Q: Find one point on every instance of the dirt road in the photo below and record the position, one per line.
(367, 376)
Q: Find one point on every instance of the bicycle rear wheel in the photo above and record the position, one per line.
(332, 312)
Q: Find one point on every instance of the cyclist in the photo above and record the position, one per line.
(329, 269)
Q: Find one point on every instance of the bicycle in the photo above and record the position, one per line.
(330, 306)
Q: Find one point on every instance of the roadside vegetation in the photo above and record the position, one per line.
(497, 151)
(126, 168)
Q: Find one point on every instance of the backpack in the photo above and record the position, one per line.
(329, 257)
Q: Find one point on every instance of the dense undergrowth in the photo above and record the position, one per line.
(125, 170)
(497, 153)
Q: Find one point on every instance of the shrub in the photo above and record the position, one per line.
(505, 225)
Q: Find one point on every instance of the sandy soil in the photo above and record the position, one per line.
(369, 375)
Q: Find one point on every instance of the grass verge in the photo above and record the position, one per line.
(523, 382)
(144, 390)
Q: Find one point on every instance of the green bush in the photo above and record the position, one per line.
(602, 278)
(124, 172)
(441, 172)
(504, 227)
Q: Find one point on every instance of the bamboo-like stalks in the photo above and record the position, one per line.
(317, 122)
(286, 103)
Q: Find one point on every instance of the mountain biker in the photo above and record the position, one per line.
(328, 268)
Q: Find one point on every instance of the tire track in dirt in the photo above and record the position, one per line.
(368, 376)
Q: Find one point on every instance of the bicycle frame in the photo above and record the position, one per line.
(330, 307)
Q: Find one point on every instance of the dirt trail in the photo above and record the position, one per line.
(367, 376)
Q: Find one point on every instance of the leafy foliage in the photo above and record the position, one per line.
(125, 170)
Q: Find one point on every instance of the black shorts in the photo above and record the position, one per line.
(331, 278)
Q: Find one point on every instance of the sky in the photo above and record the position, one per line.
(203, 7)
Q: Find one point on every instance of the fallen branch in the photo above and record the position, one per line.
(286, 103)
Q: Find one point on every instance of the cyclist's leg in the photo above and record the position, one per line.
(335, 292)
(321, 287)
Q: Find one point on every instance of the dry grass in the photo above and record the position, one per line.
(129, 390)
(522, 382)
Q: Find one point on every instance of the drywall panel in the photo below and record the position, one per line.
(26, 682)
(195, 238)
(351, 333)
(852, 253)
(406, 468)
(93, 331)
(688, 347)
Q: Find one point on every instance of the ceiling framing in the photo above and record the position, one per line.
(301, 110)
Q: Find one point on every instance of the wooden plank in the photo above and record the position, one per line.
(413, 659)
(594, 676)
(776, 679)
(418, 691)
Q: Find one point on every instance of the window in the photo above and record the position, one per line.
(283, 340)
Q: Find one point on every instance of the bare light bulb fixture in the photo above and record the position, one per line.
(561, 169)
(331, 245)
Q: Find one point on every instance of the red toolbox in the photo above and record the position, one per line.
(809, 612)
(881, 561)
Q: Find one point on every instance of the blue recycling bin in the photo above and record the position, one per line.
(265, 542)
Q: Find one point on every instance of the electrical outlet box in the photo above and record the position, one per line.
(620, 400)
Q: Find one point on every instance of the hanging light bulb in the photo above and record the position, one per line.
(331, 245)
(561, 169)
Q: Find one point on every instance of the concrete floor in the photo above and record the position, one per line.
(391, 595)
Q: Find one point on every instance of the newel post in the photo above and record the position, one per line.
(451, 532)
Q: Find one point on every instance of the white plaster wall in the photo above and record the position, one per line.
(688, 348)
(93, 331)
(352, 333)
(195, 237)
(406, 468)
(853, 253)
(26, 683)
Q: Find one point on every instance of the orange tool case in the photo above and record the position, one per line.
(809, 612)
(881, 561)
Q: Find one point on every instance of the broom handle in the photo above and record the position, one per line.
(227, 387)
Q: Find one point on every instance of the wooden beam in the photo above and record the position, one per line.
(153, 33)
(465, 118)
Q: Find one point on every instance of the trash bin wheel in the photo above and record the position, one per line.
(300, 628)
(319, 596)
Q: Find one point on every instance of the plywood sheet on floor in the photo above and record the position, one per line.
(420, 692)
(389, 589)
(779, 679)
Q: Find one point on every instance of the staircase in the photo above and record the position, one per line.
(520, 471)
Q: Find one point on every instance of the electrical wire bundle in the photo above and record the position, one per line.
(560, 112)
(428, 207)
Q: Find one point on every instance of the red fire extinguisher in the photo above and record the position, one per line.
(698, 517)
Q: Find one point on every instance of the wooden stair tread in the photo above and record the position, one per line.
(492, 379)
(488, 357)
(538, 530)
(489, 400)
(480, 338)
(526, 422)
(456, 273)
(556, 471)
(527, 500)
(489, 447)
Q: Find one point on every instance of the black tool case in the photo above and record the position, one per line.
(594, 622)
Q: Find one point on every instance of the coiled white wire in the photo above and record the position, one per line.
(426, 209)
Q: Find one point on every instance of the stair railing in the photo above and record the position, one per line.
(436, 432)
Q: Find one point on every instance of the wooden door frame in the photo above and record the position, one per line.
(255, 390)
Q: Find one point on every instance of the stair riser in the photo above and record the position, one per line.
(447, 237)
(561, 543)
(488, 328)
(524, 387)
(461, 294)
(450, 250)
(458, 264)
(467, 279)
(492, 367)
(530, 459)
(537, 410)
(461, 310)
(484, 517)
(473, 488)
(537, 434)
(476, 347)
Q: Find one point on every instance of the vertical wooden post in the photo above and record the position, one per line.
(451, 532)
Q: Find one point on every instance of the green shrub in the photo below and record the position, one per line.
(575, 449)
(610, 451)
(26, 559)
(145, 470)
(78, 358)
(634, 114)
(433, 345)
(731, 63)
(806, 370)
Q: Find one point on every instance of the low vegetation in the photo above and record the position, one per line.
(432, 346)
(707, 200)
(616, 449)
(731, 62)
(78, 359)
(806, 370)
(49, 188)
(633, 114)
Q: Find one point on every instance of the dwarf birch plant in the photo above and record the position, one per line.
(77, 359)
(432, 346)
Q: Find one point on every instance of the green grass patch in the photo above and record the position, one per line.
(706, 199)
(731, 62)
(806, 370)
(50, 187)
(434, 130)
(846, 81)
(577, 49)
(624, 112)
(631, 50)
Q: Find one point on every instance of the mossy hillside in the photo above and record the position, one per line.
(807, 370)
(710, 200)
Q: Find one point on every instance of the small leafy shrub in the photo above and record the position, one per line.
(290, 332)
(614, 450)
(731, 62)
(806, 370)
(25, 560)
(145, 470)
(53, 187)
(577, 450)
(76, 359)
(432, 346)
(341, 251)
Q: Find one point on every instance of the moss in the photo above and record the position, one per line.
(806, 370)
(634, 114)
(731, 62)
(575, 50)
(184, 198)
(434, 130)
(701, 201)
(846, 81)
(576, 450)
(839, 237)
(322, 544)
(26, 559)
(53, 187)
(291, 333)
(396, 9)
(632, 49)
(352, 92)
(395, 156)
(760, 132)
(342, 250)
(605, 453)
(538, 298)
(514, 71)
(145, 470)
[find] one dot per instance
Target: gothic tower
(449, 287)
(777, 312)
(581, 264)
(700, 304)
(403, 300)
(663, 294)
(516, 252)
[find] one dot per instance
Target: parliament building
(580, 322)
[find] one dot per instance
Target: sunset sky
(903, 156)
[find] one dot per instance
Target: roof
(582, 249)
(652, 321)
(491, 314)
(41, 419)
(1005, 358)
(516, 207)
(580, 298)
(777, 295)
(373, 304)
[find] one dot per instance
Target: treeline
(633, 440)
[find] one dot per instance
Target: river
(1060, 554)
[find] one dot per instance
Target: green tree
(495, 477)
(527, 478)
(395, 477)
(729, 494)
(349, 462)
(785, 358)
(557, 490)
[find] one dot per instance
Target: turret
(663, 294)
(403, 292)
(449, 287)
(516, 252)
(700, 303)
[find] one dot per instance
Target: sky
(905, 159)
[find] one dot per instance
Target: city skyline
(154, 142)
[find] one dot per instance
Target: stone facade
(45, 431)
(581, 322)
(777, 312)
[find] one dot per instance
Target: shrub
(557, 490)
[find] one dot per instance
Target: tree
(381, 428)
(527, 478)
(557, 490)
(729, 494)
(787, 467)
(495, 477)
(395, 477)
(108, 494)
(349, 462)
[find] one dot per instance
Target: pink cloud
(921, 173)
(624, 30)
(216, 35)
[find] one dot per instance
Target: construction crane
━━━━━━━━━━━━━━━━━━━━━━━━━━━━━━
▶ [Prompt]
Find the line that contains "Target: sky". Restate it and all lines after it exactly, ending with the final line of the data.

▶ [Reply to the exercise]
Target: sky
(905, 159)
[find] one dot per instance
Target: city skyline
(154, 142)
[find] one dot per instance
Target: stone facade
(45, 431)
(581, 322)
(777, 312)
[find] one dot per instance
Target: shrub
(557, 490)
[find] one dot per instance
Target: tree
(381, 428)
(527, 478)
(557, 490)
(729, 494)
(787, 467)
(495, 477)
(395, 477)
(108, 494)
(349, 462)
[find] one dot per instance
Target: pink cloud
(921, 173)
(624, 30)
(216, 35)
[find] one dot per instance
Target: construction crane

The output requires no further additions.